Extract
Regarding the Business Amendment Bill that the Minister had mentioned, it was important to note that this Bill did not currently exist and was not even in its foundational stages after three years of waiting. She expressed her frustration, as this was critical because big businesses posed challenges for smaller businesses. She made an example of companies like ShopRite, Pick n Pay, and Spar, which not only occupied township areas but also encroached on the territory of small businesses. They sold items starting from 50 cents to R1, making it difficult for small businesses to compete.
She suggested that big businesses should not be allowed to dominate the market in this way. When they sell products such as rice in bulk and in small quantities, they create competition that small businesses cannot match. They therefore had to intervene and implement measures to level the playing field. Access to markets was a significant problem, and big businesses could not continue to operate unchecked in this manner.
Ms M Mmolotsane (ANC) said that during the 6th administration meeting, it was noted that there had been a meeting with the CEOs of Spar and Shoprite. She would like to know the status of the process discussed at that meeting, and inquired about the possibility of having a similar meeting with the other two store managers. She stressed the importance of addressing the challenges local businesses face in acquiring space and bringing them to the location, especially given the many red tape obstacles that hinder their progress. For someone not experienced in the business, establishing a store could be quite challenging.
She asked if it would be possible to arrange the same meeting again to discuss what needed to be done for these locations, which should ideally be owned by local property owners. She also highlighted the need for these shops to procure fresh produce from local SMMEs. She cited a previous project, where a municipality had funded an agricultural co-operative with support from SASOL. The individuals involved faced marketing challenges, as local stores like Shoprite and Spar often required products to be packaged in specific ways that local SMMEs could not afford.

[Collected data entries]
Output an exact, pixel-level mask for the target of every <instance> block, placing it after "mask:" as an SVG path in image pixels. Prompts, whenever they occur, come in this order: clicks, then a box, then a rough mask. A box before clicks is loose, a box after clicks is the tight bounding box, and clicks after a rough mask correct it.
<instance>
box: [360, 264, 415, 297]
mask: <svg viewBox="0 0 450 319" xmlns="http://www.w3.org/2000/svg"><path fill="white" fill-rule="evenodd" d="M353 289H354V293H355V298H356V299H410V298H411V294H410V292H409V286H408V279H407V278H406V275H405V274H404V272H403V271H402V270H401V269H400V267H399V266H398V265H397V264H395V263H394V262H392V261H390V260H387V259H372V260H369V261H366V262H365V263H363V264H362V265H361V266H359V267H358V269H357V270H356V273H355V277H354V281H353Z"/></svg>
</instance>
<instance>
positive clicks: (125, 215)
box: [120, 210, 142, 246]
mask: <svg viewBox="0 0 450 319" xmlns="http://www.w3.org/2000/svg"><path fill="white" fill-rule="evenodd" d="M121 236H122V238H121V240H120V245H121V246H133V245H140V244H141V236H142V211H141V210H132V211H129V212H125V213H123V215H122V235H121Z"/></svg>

Required actions
A – Do these statements agree with the passage about small businesses? Answer yes or no for each, and quote the words that decide it. (i) The Business Amendment Bill had reached its foundational stages. (ii) Ms Mmolotsane noted an earlier meeting with the CEOs of Spar and Shoprite. (iii) SASOL alone funded the agricultural co-operative.
B – In the passage about small businesses, what price range do the big businesses' items start at?
Rely only on the passage about small businesses for what comes next.

Responses to the tasks
A –
(i) No: "this Bill did not currently exist and was not even in its foundational stages after three years of waiting."
(ii) Yes: "there had been a meeting with the CEOs of Spar and Shoprite."
(iii) No: "a municipality had funded an agricultural co-operative with support from SASOL."

B – From 50 cents to R1.